┌─ Text

CSU Galați
- Full name: Clubul Sportiv Universitar Galați
- Founded: 1953; 72 years ago 2011; 14 years ago
- Ground: Dunărea (Capacity: 1,500)
- Chairman: Mihai Pantea
- Manager: Ileana Berdilă
- League: Divizia A1
- 2018–19: Divizia A1, 8th
- Website: Club home page

= CSU Galați (volleyball) =

Romanian volleyball club

CSU Galați is a Romanian women's volleyball club based in Galaţi. The club plays in the Divizia A1, the highest Romanian league. The club won the Divizia A1 in four occasions, the Romanian Cup three times and has also played in European competitions before it was dissolved in 2010. The club was refounded later and promoted back to Divizia A1 at the end of the 2017–18 Divizia A2 season.

└─
┌─ Dataset entries

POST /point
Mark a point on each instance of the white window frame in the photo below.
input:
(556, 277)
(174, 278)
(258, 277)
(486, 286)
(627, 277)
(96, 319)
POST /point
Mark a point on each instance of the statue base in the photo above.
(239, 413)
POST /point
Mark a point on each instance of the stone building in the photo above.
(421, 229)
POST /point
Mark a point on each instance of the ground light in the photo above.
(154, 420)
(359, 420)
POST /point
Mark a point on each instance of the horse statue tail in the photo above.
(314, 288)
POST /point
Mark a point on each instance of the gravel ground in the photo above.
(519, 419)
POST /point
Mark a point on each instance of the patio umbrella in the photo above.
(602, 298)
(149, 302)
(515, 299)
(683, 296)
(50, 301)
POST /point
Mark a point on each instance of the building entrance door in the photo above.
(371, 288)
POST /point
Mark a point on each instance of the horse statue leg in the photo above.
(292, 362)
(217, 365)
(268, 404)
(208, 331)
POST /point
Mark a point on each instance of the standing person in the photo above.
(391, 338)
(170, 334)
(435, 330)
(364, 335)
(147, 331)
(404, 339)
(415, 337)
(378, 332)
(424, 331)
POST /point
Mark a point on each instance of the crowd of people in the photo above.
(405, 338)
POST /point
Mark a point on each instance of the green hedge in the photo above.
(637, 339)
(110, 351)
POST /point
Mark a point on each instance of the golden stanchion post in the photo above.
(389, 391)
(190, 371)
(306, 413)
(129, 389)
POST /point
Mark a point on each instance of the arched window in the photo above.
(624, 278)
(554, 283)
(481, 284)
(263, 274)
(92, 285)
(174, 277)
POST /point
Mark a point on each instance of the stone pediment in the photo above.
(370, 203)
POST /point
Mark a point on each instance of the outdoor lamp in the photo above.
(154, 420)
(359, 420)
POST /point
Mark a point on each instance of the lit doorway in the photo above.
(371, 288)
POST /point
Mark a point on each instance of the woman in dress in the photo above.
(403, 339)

└─

Goals:
1. In the CSU Galați text, how many times did the club win the Romanian Cup?
2. Output the passage of the CSU Galați text starting with "CSU Galați is" and going on through "Divizia A2 season.".

Responses to the tasks:
1. Three times.

2.
CSU Galați is a Romanian women's volleyball club based in Galaţi. The club plays in the Divizia A1, the highest Romanian league. The club won the Divizia A1 in four occasions, the Romanian Cup three times and has also played in European competitions before it was dissolved in 2010. The club was refounded later and promoted back to Divizia A1 at the end of the 2017–18 Divizia A2 season.